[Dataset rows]
···

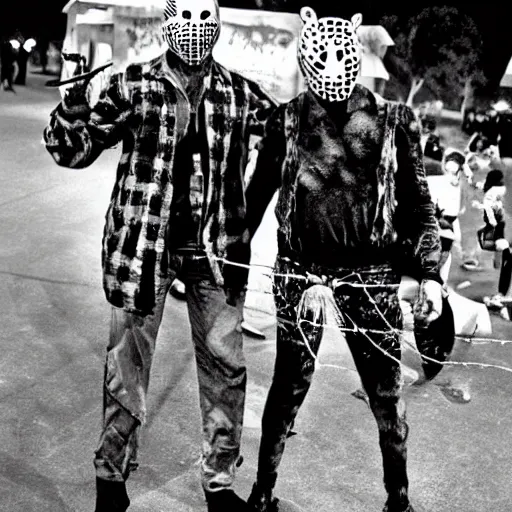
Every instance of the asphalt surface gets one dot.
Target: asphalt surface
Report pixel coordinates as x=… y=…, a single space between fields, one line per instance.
x=55 y=328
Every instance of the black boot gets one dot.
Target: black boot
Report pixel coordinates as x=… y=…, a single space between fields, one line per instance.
x=225 y=500
x=262 y=499
x=398 y=506
x=111 y=496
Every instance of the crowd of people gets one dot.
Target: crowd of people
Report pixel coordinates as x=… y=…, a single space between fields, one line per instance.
x=488 y=145
x=354 y=213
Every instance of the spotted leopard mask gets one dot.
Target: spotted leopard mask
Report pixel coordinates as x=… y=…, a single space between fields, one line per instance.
x=191 y=28
x=329 y=54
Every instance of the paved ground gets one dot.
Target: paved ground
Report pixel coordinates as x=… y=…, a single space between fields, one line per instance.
x=54 y=337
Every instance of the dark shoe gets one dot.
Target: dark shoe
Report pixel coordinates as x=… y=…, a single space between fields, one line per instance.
x=225 y=501
x=111 y=496
x=262 y=499
x=398 y=508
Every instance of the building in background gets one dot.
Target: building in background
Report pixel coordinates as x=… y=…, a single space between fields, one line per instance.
x=258 y=44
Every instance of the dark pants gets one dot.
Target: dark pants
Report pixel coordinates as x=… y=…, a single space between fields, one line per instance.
x=380 y=375
x=221 y=374
x=505 y=272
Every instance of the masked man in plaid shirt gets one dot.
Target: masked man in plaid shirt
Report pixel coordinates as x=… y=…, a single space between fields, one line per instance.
x=177 y=210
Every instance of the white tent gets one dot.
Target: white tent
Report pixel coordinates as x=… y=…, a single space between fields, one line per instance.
x=506 y=80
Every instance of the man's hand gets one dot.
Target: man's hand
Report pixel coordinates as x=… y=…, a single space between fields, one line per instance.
x=429 y=303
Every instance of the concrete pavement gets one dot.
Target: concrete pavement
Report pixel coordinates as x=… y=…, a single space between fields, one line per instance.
x=55 y=326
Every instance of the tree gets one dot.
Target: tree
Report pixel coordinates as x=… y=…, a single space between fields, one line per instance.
x=439 y=47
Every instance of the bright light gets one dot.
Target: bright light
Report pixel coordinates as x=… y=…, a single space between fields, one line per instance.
x=29 y=44
x=501 y=106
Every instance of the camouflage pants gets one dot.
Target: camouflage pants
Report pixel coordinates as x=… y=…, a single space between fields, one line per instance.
x=221 y=373
x=380 y=375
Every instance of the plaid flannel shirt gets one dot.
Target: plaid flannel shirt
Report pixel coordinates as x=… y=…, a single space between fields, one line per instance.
x=146 y=110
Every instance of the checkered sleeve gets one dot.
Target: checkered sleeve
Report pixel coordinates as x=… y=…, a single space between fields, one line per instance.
x=77 y=134
x=416 y=210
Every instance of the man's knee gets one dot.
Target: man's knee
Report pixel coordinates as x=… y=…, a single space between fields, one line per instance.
x=116 y=454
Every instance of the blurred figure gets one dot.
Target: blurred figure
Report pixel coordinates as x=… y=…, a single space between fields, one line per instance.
x=494 y=218
x=179 y=291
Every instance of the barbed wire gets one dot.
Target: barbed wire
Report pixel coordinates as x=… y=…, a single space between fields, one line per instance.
x=366 y=332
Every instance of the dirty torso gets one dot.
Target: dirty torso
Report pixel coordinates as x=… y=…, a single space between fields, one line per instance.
x=336 y=193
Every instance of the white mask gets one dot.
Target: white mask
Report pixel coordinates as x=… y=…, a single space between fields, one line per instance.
x=191 y=28
x=330 y=54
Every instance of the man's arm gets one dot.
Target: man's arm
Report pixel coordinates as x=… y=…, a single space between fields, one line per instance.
x=415 y=210
x=76 y=134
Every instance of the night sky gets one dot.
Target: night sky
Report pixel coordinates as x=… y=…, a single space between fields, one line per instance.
x=43 y=18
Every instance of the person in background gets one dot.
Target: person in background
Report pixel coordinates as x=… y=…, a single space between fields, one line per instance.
x=8 y=63
x=177 y=211
x=494 y=215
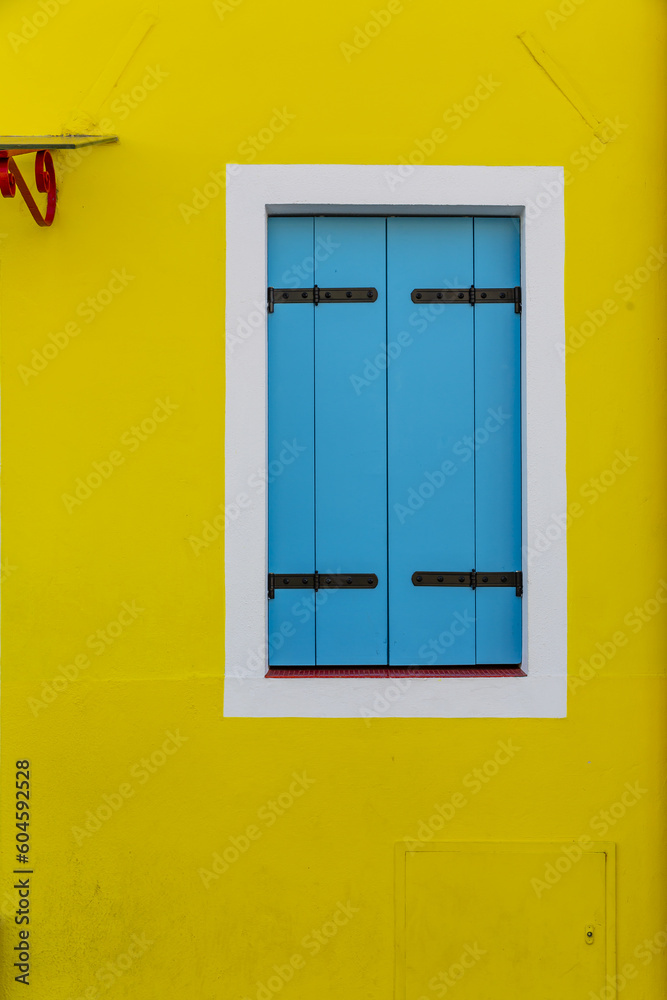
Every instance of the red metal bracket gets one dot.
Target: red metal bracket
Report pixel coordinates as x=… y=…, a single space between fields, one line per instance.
x=45 y=179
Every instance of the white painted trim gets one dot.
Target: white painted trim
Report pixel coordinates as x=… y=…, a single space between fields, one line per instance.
x=535 y=194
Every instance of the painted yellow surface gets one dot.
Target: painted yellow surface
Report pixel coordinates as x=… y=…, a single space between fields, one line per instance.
x=475 y=917
x=177 y=853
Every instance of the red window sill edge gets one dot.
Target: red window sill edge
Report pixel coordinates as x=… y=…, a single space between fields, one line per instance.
x=500 y=671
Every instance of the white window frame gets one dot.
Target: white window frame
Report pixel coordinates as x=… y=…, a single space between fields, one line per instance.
x=533 y=194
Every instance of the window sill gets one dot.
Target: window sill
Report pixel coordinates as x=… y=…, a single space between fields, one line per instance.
x=339 y=672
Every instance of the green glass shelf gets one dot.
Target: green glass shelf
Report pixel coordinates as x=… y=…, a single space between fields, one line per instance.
x=28 y=142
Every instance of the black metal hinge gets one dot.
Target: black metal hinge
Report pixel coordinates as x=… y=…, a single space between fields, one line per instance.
x=472 y=579
x=316 y=295
x=473 y=296
x=321 y=581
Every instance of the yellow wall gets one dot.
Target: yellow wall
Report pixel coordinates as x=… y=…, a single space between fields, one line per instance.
x=217 y=73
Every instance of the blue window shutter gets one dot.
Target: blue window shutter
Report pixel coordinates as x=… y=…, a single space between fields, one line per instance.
x=394 y=468
x=430 y=428
x=351 y=445
x=498 y=440
x=291 y=456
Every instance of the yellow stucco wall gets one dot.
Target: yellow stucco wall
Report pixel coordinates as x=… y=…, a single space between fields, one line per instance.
x=88 y=701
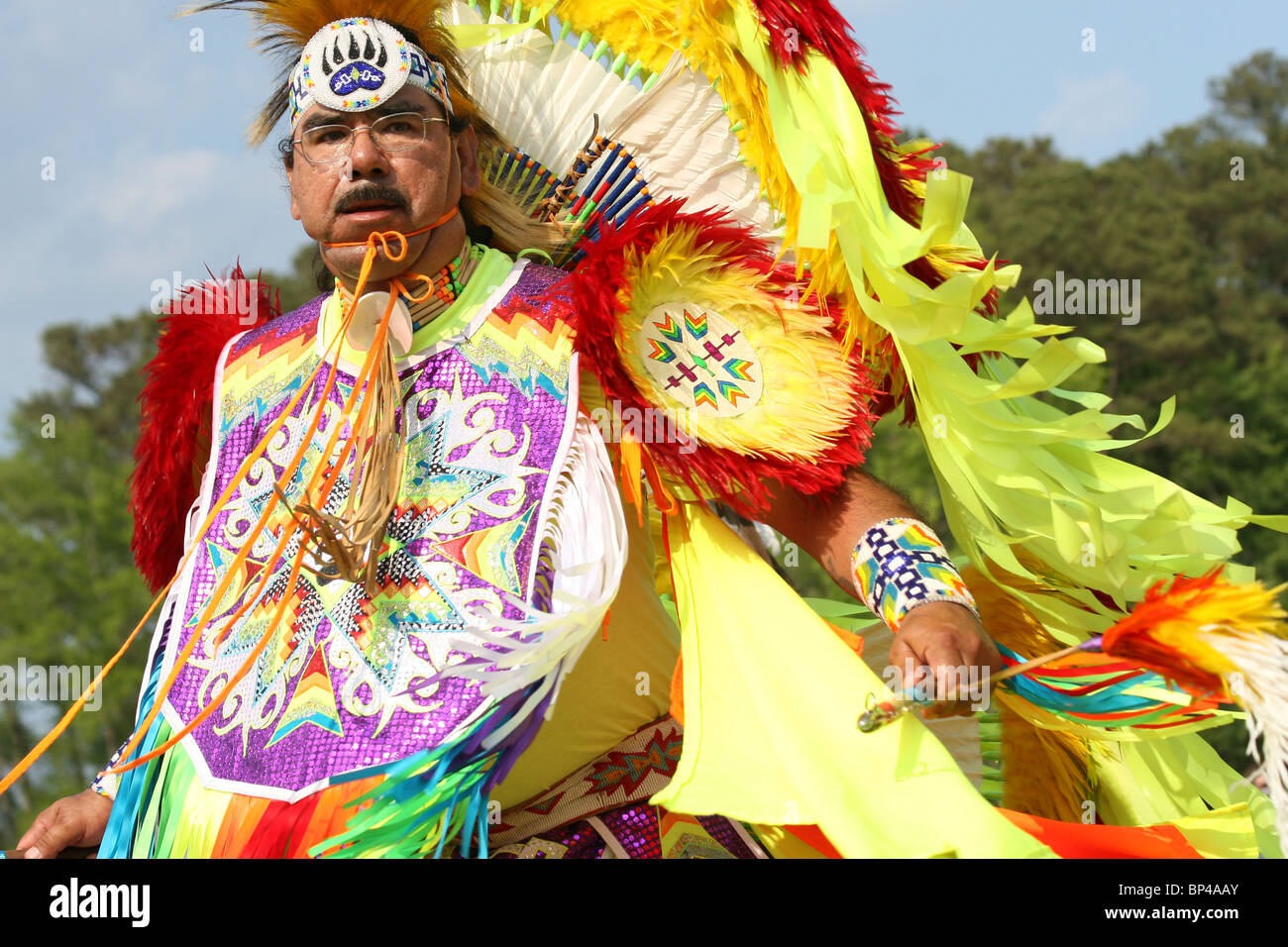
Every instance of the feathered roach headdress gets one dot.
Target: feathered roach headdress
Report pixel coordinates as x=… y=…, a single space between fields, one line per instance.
x=287 y=29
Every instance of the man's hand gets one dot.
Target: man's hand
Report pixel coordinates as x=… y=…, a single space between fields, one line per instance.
x=75 y=821
x=944 y=638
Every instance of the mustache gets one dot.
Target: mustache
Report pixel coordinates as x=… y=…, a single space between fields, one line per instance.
x=372 y=192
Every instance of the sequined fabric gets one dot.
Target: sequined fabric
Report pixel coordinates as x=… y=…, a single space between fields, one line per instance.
x=351 y=681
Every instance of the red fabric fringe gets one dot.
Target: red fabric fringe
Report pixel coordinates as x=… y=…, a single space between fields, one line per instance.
x=600 y=291
x=176 y=403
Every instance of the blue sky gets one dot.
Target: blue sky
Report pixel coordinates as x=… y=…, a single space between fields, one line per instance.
x=153 y=172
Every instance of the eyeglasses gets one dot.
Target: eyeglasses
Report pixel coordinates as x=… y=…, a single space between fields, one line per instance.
x=326 y=145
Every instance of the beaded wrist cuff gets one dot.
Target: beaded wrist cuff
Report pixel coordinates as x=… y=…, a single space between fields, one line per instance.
x=901 y=565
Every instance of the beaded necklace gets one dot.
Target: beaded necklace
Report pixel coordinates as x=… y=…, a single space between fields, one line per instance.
x=447 y=285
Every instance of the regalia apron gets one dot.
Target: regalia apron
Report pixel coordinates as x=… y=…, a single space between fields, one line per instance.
x=377 y=723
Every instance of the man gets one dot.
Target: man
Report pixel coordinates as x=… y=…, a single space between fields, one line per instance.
x=410 y=165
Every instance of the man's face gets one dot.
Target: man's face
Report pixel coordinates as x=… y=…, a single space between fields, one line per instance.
x=377 y=191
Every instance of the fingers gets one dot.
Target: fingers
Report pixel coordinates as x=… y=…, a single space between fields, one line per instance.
x=63 y=831
x=40 y=826
x=945 y=659
x=71 y=821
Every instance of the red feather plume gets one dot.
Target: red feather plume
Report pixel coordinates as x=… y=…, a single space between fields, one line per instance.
x=600 y=291
x=176 y=406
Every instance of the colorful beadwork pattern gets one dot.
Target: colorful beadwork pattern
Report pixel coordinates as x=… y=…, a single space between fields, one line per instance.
x=700 y=360
x=352 y=681
x=901 y=565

···

**DIRECTIVE**
Put the lines from the line with "Every instance of the person" to the line with "x=321 y=581" into a Markdown table with two columns, Row and Line, numbering each row and leaving out blank lines. Do not include the pictures.

**TASK RESPONSE**
| Row | Line |
|---|---|
| 1 | Every instance of the person in background gets one dot. |
| 2 | Target: person in background |
| 3 | Report pixel coordinates as x=… y=…, a single space between fields, one line per instance. |
| 4 | x=8 y=63 |
| 5 | x=177 y=211 |
| 6 | x=494 y=215 |
| 7 | Every instance of the red metal bracket gets one dot. |
| 8 | Target: red metal bracket |
| 9 | Report pixel coordinates as x=… y=…, a single space between fields, one line per instance. |
| 10 | x=45 y=179 |
| 11 | Every instance of the white painted trim gets one dot. |
| 12 | Target: white painted trim |
| 13 | Report pixel coordinates as x=… y=…, a single space between fields, one line per instance. |
| 14 | x=535 y=194 |
| 15 | Every instance of the painted yellow surface gets one dot. |
| 16 | Target: painted yellow surface |
| 17 | Report pixel coordinates as x=… y=…, a single space between fields, one line per instance. |
| 18 | x=475 y=917 |
| 19 | x=177 y=853 |
| 20 | Every instance of the red window sill edge gets one dot. |
| 21 | Target: red window sill edge |
| 22 | Report pixel coordinates as x=… y=…, a single space between fields, one line per instance. |
| 23 | x=500 y=671 |
| 24 | Every instance of the white window frame gets one dot. |
| 25 | Target: white window frame |
| 26 | Report pixel coordinates as x=… y=…, a single space between fields, one line per instance. |
| 27 | x=533 y=194 |
| 28 | Every instance of the window sill gets one dot. |
| 29 | Target: window sill |
| 30 | Report pixel coordinates as x=… y=…, a single space between fields, one line per instance. |
| 31 | x=339 y=672 |
| 32 | Every instance of the green glass shelf gets one dot. |
| 33 | Target: green glass shelf |
| 34 | Report pixel coordinates as x=… y=…, a single space between fields, one line per instance. |
| 35 | x=28 y=142 |
| 36 | Every instance of the black metal hinge gets one dot. |
| 37 | Target: black metal hinge |
| 38 | Report pixel coordinates as x=… y=…, a single space between fields, one line per instance. |
| 39 | x=472 y=579 |
| 40 | x=316 y=295 |
| 41 | x=473 y=296 |
| 42 | x=321 y=581 |